What to do: Only lines with the string "circular" matter here; gather them from the material below.

Data shown:
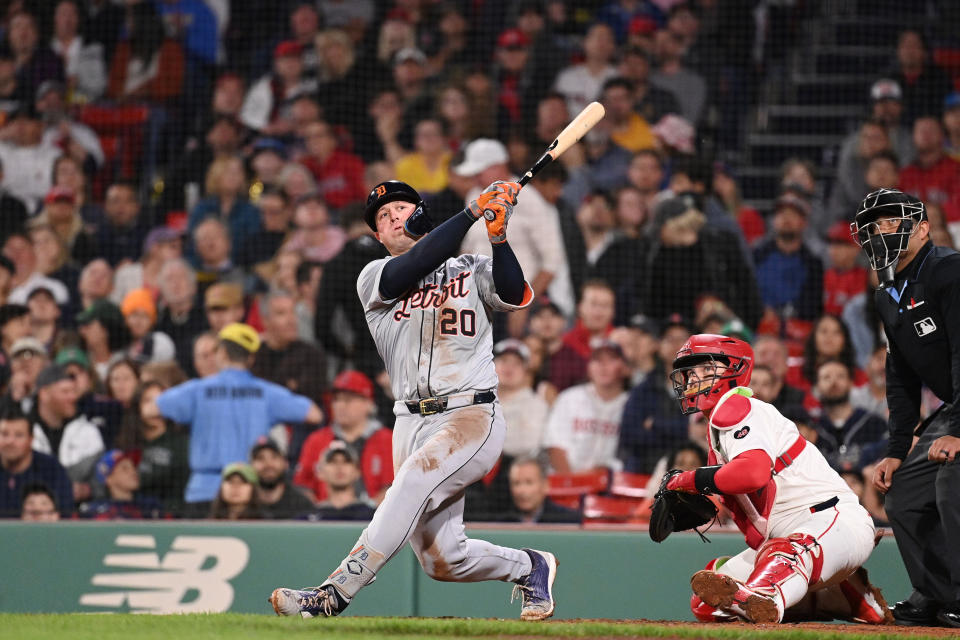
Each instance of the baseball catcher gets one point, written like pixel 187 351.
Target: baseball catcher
pixel 804 528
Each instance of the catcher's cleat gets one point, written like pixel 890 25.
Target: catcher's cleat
pixel 323 602
pixel 722 591
pixel 536 588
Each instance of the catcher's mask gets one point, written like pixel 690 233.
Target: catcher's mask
pixel 418 224
pixel 883 226
pixel 706 367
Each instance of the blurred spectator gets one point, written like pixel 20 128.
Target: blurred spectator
pixel 649 100
pixel 651 426
pixel 337 295
pixel 237 499
pixel 121 235
pixel 117 474
pixel 924 84
pixel 146 65
pixel 27 159
pixel 22 466
pixel 28 357
pixel 340 471
pixel 851 186
pixel 39 504
pixel 164 466
pixel 427 167
pixel 278 498
pixel 160 245
pixel 61 130
pixel 535 231
pixel 672 75
pixel 283 358
pixel 584 426
pixel 315 238
pixel 683 243
pixel 35 62
pixel 205 354
pixel 789 275
pixel 105 334
pixel 44 315
pixel 223 303
pixel 59 431
pixel 270 96
pixel 339 174
pixel 934 177
pixel 140 315
pixel 228 411
pixel 581 83
pixel 629 129
pixel 528 492
pixel 354 426
pixel 829 340
pixel 523 410
pixel 872 396
pixel 850 438
pixel 83 61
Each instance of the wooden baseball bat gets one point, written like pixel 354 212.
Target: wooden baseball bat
pixel 571 135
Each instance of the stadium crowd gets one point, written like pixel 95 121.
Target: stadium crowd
pixel 181 210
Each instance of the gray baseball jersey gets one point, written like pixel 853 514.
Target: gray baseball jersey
pixel 436 339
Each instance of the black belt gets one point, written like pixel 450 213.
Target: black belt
pixel 826 504
pixel 438 404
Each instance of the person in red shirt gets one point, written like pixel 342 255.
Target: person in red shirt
pixel 934 177
pixel 845 279
pixel 353 423
pixel 339 174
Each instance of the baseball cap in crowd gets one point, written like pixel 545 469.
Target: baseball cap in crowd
pixel 102 310
pixel 158 235
pixel 885 89
pixel 60 194
pixel 262 443
pixel 242 469
pixel 513 39
pixel 241 334
pixel 512 345
pixel 109 461
pixel 28 344
pixel 51 375
pixel 72 355
pixel 223 295
pixel 139 300
pixel 354 382
pixel 10 312
pixel 290 48
pixel 481 154
pixel 341 447
pixel 793 201
pixel 410 54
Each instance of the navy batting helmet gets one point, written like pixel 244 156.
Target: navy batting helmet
pixel 417 224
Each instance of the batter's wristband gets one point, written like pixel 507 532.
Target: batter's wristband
pixel 703 479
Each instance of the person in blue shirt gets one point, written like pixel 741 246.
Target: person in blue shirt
pixel 227 412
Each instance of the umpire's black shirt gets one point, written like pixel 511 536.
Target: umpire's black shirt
pixel 921 317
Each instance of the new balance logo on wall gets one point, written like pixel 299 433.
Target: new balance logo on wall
pixel 192 576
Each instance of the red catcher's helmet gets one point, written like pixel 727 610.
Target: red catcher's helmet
pixel 695 394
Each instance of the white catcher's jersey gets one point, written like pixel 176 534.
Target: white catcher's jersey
pixel 807 481
pixel 436 338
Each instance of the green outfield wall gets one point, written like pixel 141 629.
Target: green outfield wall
pixel 176 566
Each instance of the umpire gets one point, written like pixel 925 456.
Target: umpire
pixel 919 303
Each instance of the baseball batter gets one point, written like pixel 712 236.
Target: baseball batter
pixel 429 314
pixel 805 528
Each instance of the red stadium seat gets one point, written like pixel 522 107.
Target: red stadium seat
pixel 578 484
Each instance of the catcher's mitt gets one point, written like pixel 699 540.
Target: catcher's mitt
pixel 678 511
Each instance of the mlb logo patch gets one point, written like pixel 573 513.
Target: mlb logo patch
pixel 925 327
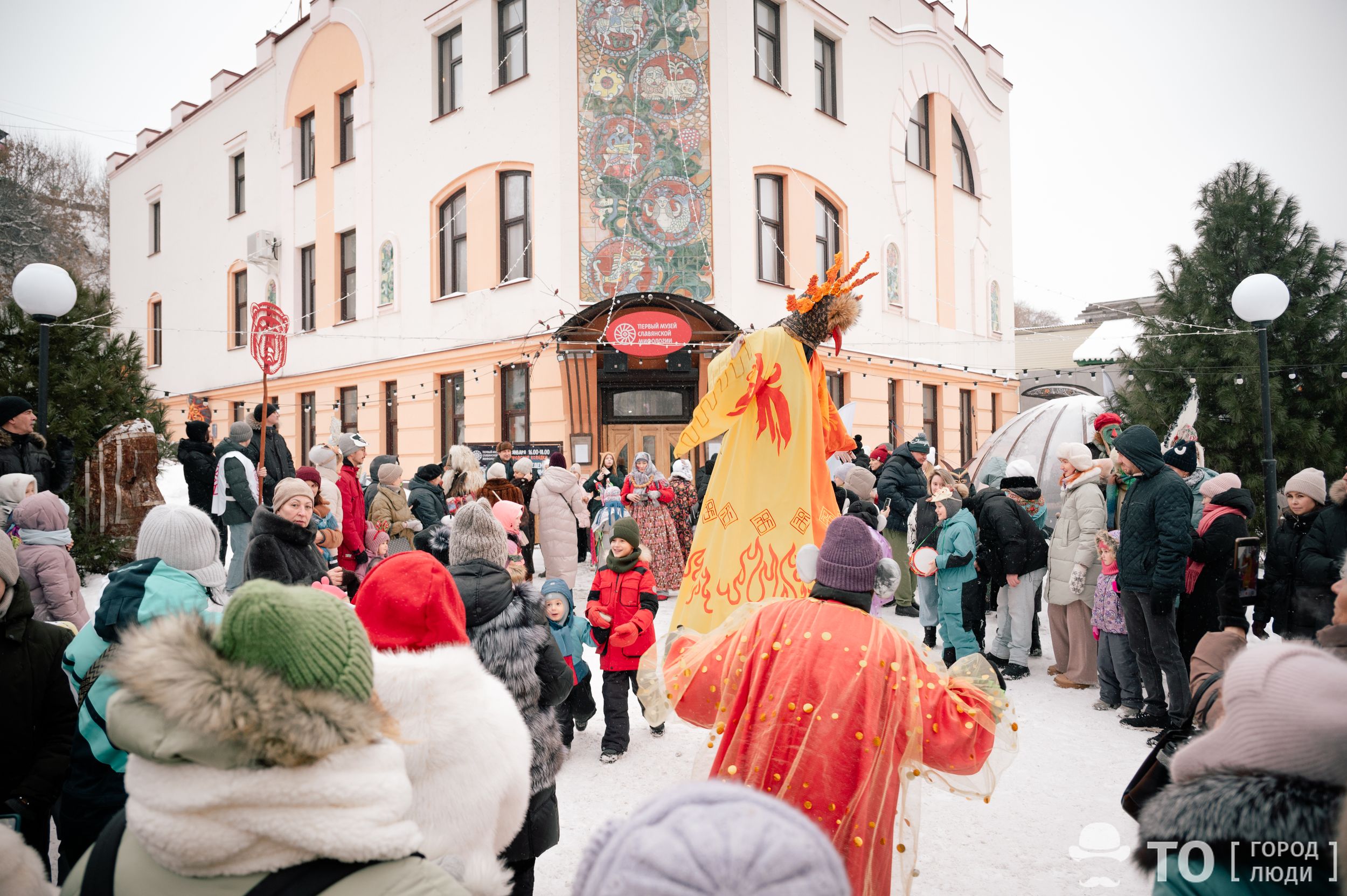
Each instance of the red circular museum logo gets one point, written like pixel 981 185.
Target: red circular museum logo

Finished exercise:
Each instance of the red circular museum logo gets one point, written like pixel 981 185.
Target: red circular museum logo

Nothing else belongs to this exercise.